I'm actually not interested in doing the work by myself, which is another big change for me from when I first started teaching. It doesn't have to be lonely if you really work hard to curate and cultivate your networks and pay attention to them, and let them thrive and flourish. That's what has sustained me, honestly. There's a group of people who will show up every day for you and that's what it takes. I mean, I think educators of color, in particular, need that. They also need people who are going to call them out because this group will, and then my other friend, who we used to teach together, we are still very good friends, we'll do that. It can't just be all celebrations but it can be, "You were supposed to get that drafted. Why didn't you do that? Really, you're not doing your thing."

Sonja: Right.

Kim: It's this nice balance of support and accountability and a thousand group messages a day that really keep me going.

Tricia: Yes, I also think, in listening to Kim and Tiana talk, I think about how fortunate and lucky we are and how this experience and knowing them in just the brief time that I've known them, has been a gift, a real gift. It makes me sad to think that there, to think about all the teachers out there who don't have that. To think how lonely I was and I didn't realize it before. There's still so many teachers who need this support system and who need those groups. Like Kim said, to try to find those networks and to cultivate them, and power works by isolating.

I think, especially in these predominantly white spaces where you might be the only teacher in your school or in your department, is to try to seek out people or try to find opportunities whether if it's in your building district, like, we are starting a teacher's of color coalition group in my district, which I'm really looking forward to, but even to go outside. Kim has taught me that the power of local communities, right, to reach out to other people and to reach out through social media because people are out there.

They're looking for connection the way you are. I think that Val Brown of Teaching Tolerance and a good friend now, she has this great quote pinned on the top of her Twitter, which is, you know, something to the effect of, "What the bad guys are afraid of most are unity." I think trying to find those people to unify yourselves around, find that safe space, not even safe, empowering space is the key. To not let anyone convince you that you don't need it.

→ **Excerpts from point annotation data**
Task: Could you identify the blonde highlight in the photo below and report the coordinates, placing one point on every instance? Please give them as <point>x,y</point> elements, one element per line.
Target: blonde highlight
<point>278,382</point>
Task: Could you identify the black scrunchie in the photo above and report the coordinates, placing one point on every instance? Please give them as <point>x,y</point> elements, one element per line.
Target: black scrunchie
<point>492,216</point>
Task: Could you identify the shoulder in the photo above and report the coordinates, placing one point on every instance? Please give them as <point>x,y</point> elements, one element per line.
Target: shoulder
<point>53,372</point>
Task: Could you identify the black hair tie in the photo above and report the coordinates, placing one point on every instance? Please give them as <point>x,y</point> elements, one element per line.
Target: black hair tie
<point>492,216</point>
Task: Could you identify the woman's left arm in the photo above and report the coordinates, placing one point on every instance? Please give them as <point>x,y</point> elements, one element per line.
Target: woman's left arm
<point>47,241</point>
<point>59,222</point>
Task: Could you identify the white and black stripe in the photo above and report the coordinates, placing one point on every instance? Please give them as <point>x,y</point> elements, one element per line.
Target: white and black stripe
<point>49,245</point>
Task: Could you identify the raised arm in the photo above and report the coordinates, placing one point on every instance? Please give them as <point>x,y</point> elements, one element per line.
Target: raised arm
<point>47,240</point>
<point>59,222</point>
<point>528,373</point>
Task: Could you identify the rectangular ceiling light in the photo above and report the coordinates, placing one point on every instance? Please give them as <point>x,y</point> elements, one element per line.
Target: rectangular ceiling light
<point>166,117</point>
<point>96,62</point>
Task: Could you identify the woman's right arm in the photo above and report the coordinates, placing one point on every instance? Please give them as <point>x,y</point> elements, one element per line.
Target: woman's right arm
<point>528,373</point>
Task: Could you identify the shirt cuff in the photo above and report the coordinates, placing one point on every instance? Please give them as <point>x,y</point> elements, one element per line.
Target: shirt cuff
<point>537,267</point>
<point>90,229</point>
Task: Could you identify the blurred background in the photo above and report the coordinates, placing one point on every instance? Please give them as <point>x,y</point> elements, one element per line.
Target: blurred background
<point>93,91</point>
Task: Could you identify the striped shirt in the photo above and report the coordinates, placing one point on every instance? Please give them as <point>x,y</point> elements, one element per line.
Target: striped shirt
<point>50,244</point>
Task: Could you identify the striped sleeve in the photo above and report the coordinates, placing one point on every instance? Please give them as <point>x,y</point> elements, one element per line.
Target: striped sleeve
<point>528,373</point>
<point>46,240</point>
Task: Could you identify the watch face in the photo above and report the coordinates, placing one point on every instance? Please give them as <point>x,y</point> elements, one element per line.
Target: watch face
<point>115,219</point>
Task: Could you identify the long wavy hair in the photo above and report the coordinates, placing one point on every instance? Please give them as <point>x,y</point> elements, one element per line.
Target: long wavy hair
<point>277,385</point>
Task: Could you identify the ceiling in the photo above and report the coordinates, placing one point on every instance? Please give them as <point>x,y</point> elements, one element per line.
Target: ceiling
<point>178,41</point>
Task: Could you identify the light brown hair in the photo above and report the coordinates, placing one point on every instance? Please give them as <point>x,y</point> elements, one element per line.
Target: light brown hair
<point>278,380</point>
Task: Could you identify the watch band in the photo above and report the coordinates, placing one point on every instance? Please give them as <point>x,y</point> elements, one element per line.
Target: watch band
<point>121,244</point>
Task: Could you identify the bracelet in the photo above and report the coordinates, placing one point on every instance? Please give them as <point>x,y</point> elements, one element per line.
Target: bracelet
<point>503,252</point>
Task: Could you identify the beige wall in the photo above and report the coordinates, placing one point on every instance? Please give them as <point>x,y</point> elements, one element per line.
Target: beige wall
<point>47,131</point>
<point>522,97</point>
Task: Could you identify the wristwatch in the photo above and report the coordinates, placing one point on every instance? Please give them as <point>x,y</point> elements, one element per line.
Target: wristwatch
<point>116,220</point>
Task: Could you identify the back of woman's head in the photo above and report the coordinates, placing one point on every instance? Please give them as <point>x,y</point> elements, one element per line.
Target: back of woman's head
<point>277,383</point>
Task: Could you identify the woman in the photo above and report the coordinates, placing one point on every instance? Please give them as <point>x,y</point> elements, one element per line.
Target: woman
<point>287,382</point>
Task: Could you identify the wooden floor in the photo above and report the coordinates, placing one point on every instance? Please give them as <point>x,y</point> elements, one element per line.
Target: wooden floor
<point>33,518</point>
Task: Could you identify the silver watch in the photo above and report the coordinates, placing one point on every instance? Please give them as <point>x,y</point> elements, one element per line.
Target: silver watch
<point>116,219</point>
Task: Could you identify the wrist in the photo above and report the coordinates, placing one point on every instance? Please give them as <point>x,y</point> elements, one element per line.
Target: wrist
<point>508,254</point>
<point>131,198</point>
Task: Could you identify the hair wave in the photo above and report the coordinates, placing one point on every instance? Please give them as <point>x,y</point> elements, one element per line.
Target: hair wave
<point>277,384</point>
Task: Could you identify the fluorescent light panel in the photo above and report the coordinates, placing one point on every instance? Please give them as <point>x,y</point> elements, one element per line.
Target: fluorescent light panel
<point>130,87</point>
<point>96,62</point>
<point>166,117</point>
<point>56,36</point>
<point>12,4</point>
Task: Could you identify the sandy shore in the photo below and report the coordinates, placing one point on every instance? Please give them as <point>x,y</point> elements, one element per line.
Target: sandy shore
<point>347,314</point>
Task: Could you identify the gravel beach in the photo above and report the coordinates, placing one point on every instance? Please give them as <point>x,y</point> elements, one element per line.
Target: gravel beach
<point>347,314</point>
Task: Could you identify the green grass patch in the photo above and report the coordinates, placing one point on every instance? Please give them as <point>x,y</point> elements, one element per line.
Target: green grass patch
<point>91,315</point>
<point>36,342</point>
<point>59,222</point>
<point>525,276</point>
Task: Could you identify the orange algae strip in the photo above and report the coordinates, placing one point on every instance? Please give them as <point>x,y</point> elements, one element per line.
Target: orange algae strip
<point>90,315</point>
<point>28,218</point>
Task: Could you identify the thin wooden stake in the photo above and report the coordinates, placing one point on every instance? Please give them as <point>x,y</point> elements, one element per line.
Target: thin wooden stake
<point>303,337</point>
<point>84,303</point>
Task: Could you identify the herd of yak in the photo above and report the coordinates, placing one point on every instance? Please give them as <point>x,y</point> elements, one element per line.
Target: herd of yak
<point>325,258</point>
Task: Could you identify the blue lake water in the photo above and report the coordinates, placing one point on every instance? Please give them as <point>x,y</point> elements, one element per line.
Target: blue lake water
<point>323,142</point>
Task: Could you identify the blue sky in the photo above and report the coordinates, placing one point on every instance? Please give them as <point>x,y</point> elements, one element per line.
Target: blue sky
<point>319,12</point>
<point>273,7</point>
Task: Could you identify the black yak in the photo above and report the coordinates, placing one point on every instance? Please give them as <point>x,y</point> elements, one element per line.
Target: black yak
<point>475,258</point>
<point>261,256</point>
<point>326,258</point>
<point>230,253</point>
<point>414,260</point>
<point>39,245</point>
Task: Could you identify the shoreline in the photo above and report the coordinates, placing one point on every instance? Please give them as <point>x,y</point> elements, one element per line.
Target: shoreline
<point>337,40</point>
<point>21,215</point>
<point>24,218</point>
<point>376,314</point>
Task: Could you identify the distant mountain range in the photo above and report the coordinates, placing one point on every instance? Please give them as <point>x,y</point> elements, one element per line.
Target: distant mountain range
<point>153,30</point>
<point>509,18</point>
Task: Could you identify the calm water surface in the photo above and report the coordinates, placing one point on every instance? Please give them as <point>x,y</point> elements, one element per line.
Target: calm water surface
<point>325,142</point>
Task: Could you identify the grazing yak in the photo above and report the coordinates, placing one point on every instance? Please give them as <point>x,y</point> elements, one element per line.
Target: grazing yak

→ **WRITTEN TASK A**
According to the discussion of teacher networks, why should teachers reach out to others through social media?
→ **WRITTEN TASK B**
In the rows, reproduce the lines starting at the one containing "Task: Could you identify the distant" and ending at the one containing "<point>325,142</point>", substituting "still" for "calm" and leaving everything else unchanged.

→ **CORRECT RESULT A**
Teachers should reach out through social media because people are out there looking for connection in the same way they are.

→ **CORRECT RESULT B**
Task: Could you identify the distant mountain range in the photo above and report the coordinates, placing one point on every instance? Please give them as <point>x,y</point> elements, one element per line.
Target: distant mountain range
<point>153,30</point>
<point>509,18</point>
Task: Could you identify the still water surface in the photo above and report the coordinates, placing one point on every instance? Please give them as <point>x,y</point> elements, one element per line.
Target: still water surface
<point>325,142</point>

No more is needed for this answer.